PROBLEM TO WORK ON:
Present the lines of the material below as a Markdown table with the columns Row and Line. Begin with the line containing "For every instance of the distant" and continue through the line containing "[(214, 248), (773, 237)]", numbering each line in order and leaving out blank lines.

***** EXERCISE INPUTS

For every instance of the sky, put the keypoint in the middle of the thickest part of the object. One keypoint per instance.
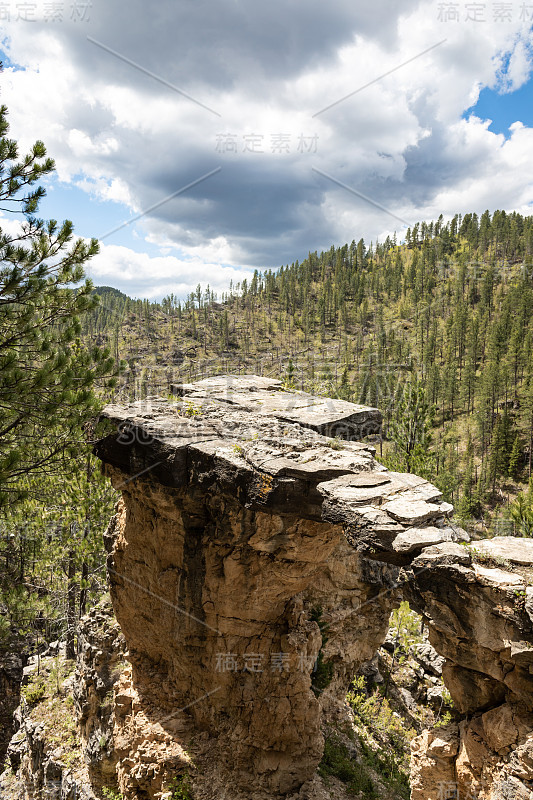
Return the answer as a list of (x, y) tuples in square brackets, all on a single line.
[(203, 139)]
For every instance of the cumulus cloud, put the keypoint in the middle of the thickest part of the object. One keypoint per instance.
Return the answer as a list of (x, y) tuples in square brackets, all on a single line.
[(273, 74)]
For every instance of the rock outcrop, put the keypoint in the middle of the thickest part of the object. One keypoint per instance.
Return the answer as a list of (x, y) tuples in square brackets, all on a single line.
[(253, 566), (480, 619), (11, 668)]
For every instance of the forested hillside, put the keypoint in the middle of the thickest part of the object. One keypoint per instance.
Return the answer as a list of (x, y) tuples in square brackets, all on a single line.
[(437, 332)]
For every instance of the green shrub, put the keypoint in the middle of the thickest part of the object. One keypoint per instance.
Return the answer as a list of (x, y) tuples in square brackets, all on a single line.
[(181, 788), (338, 763)]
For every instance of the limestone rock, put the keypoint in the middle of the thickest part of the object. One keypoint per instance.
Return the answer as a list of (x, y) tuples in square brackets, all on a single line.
[(253, 565), (514, 549)]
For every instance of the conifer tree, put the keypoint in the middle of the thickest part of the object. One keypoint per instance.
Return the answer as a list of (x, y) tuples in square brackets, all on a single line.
[(46, 376)]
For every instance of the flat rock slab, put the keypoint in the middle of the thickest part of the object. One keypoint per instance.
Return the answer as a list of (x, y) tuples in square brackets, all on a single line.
[(415, 538), (510, 548), (498, 578), (415, 511), (328, 416)]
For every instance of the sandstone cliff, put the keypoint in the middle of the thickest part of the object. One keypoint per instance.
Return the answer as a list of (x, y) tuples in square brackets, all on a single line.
[(253, 566)]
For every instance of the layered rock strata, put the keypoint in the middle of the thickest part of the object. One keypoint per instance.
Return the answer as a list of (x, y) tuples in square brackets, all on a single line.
[(253, 565), (480, 618)]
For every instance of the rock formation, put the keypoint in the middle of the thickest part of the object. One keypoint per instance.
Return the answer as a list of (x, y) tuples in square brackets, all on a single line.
[(253, 565)]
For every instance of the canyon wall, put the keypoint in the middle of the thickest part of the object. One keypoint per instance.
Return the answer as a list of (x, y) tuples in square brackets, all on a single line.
[(253, 563)]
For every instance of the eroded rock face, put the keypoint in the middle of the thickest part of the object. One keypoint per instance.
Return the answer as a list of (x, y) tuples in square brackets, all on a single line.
[(478, 620), (248, 574), (11, 667)]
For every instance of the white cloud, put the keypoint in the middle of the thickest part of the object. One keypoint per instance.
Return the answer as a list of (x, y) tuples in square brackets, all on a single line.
[(141, 275), (120, 135)]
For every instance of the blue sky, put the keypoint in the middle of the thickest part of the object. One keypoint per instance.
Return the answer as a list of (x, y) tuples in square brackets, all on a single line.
[(389, 101), (505, 108)]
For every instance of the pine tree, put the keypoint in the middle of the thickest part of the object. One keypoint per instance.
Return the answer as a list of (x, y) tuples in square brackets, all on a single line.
[(46, 376)]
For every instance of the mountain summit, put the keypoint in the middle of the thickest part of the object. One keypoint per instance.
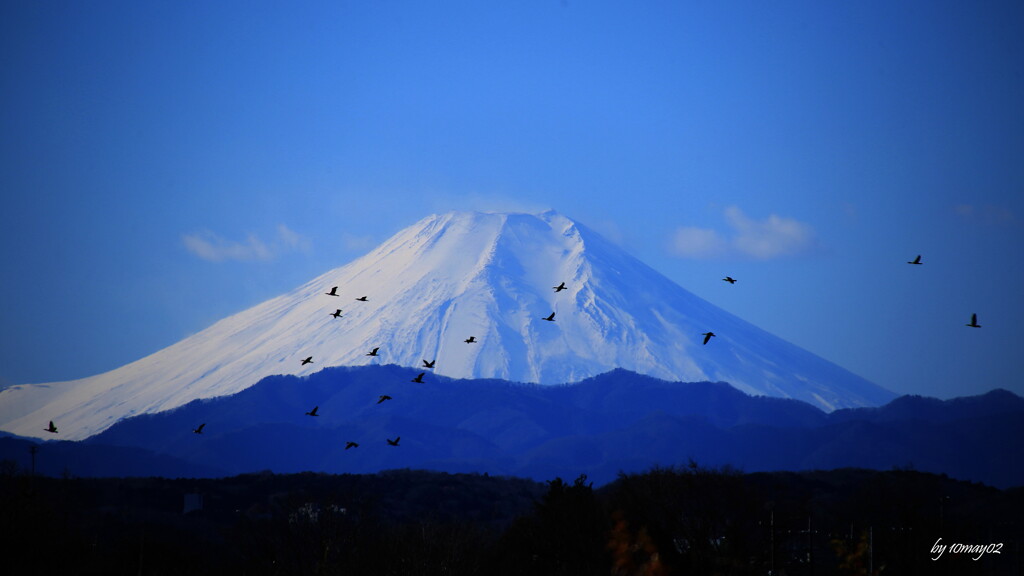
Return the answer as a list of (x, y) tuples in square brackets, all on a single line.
[(488, 278)]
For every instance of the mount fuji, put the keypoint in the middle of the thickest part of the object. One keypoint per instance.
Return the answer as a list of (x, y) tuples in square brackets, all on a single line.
[(421, 294)]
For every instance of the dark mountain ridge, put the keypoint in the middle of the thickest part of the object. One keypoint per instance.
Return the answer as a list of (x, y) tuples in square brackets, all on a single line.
[(617, 421)]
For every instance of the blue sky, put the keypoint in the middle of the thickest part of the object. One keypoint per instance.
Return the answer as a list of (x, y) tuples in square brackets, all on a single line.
[(166, 164)]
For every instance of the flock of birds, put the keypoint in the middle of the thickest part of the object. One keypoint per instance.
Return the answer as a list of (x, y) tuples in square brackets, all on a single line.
[(427, 364), (471, 339)]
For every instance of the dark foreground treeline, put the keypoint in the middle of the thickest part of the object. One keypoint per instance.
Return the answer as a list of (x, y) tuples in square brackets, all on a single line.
[(667, 521)]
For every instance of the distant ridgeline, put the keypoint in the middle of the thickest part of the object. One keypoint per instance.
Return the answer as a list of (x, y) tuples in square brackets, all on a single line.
[(619, 421)]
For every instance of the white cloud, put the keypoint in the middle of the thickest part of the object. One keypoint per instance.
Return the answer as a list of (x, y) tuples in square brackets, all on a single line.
[(773, 237), (691, 242), (209, 246), (770, 238)]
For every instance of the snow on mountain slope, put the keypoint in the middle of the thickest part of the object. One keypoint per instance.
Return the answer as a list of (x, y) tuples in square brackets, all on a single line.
[(429, 288)]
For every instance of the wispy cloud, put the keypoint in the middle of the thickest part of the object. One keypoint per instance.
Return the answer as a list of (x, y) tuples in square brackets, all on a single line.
[(214, 248), (773, 237)]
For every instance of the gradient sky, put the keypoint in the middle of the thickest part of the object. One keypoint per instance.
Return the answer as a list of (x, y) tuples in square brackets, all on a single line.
[(166, 164)]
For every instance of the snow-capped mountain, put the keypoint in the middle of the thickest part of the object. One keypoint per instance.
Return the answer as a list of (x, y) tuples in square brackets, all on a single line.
[(431, 287)]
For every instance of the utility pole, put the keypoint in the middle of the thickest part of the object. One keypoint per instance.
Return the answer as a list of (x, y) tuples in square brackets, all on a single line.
[(32, 478), (870, 549)]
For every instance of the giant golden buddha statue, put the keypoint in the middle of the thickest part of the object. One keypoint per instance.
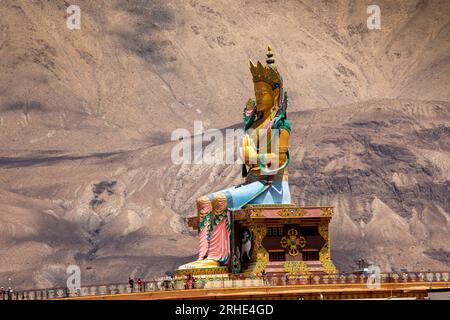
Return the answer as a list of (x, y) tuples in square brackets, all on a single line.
[(265, 154)]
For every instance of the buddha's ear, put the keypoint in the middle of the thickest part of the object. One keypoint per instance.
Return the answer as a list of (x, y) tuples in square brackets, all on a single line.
[(276, 96)]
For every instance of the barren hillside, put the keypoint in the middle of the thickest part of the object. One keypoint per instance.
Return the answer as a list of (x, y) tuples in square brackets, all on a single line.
[(86, 117)]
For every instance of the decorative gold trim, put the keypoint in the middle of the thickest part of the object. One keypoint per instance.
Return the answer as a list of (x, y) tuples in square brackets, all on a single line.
[(292, 241), (292, 213), (259, 254), (324, 253), (296, 267), (255, 213), (270, 206), (327, 212)]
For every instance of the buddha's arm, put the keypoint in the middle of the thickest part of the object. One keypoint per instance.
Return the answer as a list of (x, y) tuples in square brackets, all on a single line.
[(252, 156)]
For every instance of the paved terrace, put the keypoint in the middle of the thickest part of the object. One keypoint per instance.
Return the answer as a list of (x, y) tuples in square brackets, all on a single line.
[(340, 286)]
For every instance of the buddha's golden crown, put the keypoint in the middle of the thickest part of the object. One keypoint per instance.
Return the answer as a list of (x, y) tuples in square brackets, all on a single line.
[(267, 73)]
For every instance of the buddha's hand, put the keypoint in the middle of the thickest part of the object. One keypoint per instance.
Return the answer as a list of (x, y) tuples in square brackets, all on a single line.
[(249, 107), (249, 151)]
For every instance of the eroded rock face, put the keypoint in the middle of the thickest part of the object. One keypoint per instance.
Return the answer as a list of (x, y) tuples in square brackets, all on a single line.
[(86, 118)]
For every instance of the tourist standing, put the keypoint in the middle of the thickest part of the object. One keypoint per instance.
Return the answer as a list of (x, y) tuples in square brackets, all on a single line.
[(9, 293), (139, 282), (131, 283)]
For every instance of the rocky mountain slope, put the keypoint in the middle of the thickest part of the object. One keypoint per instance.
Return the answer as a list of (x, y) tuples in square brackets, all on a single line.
[(86, 117)]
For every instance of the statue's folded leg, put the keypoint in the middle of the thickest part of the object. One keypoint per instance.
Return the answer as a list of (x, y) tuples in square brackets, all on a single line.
[(219, 245), (204, 210)]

**********

RESPONSE TO THIS TASK:
| Row | Line |
|---|---|
| 1 | For every instance of the distant ridgeline, put the keypoint in the middle of the thickest part of the object. One keypoint per instance. |
| 2 | Return the answer as a list of (x, y) tuples in square brackets, all on a single line. |
| 3 | [(619, 421)] |
| 4 | For every instance of the white cloud, put the keypoint in the middle of the thickest part of the object. One keypoint per instance. |
| 5 | Return the answer as a list of (x, y) tuples in square brackets, all on a single line. |
| 6 | [(773, 237), (691, 242), (209, 246), (770, 238)] |
| 7 | For every instance of the snow on mountain slope, put the keypoint in the middle of the thickest part of the object. One keypoint per instance. |
| 8 | Return the answer as a list of (x, y) tuples in square brackets, all on a single line. |
| 9 | [(429, 288)] |
| 10 | For every instance of the wispy cloud, put the keypoint in the middle of the thickest part of the object. One keypoint per instance. |
| 11 | Return the answer as a list of (x, y) tuples in square brackets, all on a single line. |
| 12 | [(214, 248), (773, 237)] |